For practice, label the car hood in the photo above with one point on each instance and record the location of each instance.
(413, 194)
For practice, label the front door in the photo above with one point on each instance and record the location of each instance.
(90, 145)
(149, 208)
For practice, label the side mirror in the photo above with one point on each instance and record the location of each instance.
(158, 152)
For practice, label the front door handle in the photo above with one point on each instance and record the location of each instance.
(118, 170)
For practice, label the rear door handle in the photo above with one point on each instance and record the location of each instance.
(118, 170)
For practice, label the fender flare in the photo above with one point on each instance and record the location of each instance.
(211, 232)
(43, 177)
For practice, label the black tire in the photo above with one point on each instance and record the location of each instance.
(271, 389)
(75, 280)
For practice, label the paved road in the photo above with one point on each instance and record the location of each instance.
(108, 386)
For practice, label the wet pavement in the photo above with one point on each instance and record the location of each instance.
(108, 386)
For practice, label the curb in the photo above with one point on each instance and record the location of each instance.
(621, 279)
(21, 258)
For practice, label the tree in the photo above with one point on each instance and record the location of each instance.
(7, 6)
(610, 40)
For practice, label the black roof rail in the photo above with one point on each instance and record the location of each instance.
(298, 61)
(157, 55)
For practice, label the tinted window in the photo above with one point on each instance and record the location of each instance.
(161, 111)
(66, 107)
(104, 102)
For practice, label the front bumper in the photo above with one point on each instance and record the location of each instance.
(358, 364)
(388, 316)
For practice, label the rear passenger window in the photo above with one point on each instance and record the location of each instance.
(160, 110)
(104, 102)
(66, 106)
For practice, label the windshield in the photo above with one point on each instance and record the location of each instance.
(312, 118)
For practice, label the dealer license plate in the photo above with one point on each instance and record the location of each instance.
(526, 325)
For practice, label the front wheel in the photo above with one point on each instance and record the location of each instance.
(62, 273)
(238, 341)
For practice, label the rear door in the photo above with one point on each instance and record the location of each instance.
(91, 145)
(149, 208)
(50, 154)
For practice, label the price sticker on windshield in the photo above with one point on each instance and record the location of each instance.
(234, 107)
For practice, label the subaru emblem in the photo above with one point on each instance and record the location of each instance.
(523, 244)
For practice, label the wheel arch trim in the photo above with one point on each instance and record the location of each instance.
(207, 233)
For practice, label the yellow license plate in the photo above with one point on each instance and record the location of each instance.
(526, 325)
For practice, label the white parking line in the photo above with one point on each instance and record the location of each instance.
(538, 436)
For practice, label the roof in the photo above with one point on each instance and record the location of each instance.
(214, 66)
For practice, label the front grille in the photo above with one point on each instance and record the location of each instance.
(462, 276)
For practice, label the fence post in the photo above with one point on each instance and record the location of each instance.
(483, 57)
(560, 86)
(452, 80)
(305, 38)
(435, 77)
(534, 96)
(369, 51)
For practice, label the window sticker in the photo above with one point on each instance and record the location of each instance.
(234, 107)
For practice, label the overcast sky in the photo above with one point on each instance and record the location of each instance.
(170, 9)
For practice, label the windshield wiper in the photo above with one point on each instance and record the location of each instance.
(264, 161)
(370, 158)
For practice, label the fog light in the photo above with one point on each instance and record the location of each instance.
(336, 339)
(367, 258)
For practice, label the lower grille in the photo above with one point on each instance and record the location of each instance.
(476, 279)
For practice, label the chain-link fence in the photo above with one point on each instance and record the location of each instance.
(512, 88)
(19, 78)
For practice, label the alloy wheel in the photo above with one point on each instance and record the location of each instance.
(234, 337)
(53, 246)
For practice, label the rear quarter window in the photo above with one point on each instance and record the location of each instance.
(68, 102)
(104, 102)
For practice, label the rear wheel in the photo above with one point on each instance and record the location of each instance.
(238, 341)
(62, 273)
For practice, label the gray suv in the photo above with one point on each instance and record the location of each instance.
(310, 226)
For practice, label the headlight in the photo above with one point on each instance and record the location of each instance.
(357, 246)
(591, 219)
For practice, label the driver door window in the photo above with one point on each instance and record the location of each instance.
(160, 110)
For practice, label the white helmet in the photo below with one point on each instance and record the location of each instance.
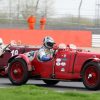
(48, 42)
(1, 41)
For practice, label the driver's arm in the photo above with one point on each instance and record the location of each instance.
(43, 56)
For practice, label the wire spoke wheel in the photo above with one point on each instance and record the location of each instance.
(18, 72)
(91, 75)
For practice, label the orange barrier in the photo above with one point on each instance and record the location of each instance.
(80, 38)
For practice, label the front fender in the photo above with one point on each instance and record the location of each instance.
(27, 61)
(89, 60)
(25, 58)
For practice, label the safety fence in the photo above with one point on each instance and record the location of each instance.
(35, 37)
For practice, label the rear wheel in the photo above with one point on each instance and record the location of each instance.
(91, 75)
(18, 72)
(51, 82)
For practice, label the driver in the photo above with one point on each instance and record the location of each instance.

━━━━━━

**ACTIVITY**
Retype the material in full, exactly as written, and exclude the pictures.

**EXERCISE RESULT**
For practice, label the car hood in the photo above with one point on each instance and record the location of each instance.
(413, 194)
For practice, label the front door in the photo above with one point on each instance and record the location of each instance.
(90, 145)
(149, 208)
For practice, label the side mirror in the photo above with one point on each instance and record the location of each instance.
(158, 152)
For practice, label the front door handle in the photo above with one point on each instance and record the location of each instance.
(118, 170)
For practice, label the rear door handle in the photo above with one point on each instance and record the location of each instance.
(118, 170)
For practice, label the fender flare in the photo above with one point on each instance and record the location of each instance.
(211, 232)
(43, 177)
For practice, label the black tire in the photo above with one point on each instance and record the location of each instance.
(271, 389)
(75, 280)
For practice, label the paved road in the photo above with one point on each instance and record the location of each instance.
(108, 386)
For practice, label the wet pavement in the photo above with one point on each instance and record the location of each instance.
(108, 386)
For practice, label the curb in the photo above with one point on each instance and record the location of each instance.
(621, 279)
(21, 258)
For practice, label the tree in the photo above with one point on each instance and record the location of each instance.
(7, 6)
(610, 40)
For practice, label the black roof rail in the photo above with one point on each instance and record the location of each instance.
(298, 61)
(157, 55)
For practice, label the tinted window in the photo above with one point on each instance and record the location of each instance.
(161, 111)
(66, 107)
(104, 102)
For practice, label the front bumper in the photo above with one point on each instance and record the location of each instance.
(358, 364)
(388, 316)
For practice, label the rear passenger window in the photo above with one point on each instance and record the location of each instance.
(160, 110)
(104, 102)
(66, 106)
For practice, label the windshield in the photo above with one point on each instance and record the location of each instance.
(312, 118)
For practice, label the dealer license plate in the photo above with one point on each instance and record the location of each instance.
(526, 325)
For practice, label the front wheel in the photo above with one point on each instance and record the location of each instance.
(62, 273)
(238, 341)
For practice, label the rear door in the photo above with one point on each instance and record the location of each instance.
(91, 145)
(149, 208)
(50, 154)
For practice, label the price sticker on windshield in the photo above with one point on each instance and record the location of each instance.
(234, 107)
For practice, label the subaru emblem in the photo above with one point on each instance and record the location of each instance.
(523, 244)
For practice, label the wheel arch trim in the photo above with one point on each instance and record the location of each instance.
(207, 233)
For practice, label the yellow license plate in the photo above with one point on each instance and record the location of each instance.
(526, 325)
For practice, label the white parking line in the photo above with one point on each instance and record the location of each instance.
(538, 436)
For practice, label the roof in the photo above with one point on each instance and record the location of each instance.
(214, 66)
For practice, label the front grille in the photo above with one point on each instance and record the location of each instance.
(462, 276)
For practice, label the fence post in the photo above with one point on each instance and record the location of each instance.
(483, 57)
(560, 86)
(452, 80)
(305, 38)
(435, 77)
(534, 96)
(369, 51)
For practice, label the window sticker in the photo above with one point on each instance and record the location of each instance.
(234, 107)
For practice, label the overcast sky in the photo above with one point on each instance and record the location of each instance.
(170, 9)
For practice, label the windshield wiper in the photo above with one point on each instance and record the location of each instance.
(264, 161)
(370, 158)
For practice, label the fog light in the photo above with one point on each instance and record the location of each instance.
(336, 339)
(367, 258)
For practice, label the lower grille in the photo above with one point on each instance and record the location of each instance.
(476, 279)
For practice, label the chain-link fence in the photo above with one point on each instance and record the location of each instance.
(512, 88)
(19, 78)
For practice, label the alloy wheel in the photo above with one point on each instance and record the location of each instance.
(234, 337)
(53, 246)
For practice, label the rear quarter window in the photo above with one point on each instance and record the location of each instance.
(68, 102)
(104, 102)
For practice, label the rear wheel in the photo above with one point on each instance and record the location of each instance.
(238, 341)
(62, 273)
For practice, label the gray suv in the photo above with one point on each instance and record the location of each instance.
(310, 226)
For practice, label the headlight in the photo above with one point on each instance and record the location of each instance.
(357, 246)
(591, 219)
For practice, label the driver door window in the photo above with one point on each instance and record the location of each instance.
(160, 110)
For practice, label the white helmet in the photo below with one point on each instance and record the location of each instance.
(48, 42)
(1, 41)
For practice, label the driver's arm in the photo above with one point on each instance and record the location of each instance.
(43, 56)
For practice, label the wire spoke wheel in the photo above with one point on each instance and record the location of each instance.
(18, 72)
(91, 75)
For practice, label the orange barrier in the photo above with one point on each instance and record the location of each instance.
(80, 38)
For practice, label the front fender in the photo above with one point on each instance and record the location of each instance.
(27, 61)
(89, 60)
(25, 58)
For practice, label the safety fence in the photo above with one point on each instance and record the location of each instance.
(35, 37)
For practice, label the rear wheel in the photo above with one point on each instance and record the location of each instance.
(91, 75)
(18, 72)
(51, 82)
For practice, label the driver in the photo above with one point on each instance and record the location of each instance.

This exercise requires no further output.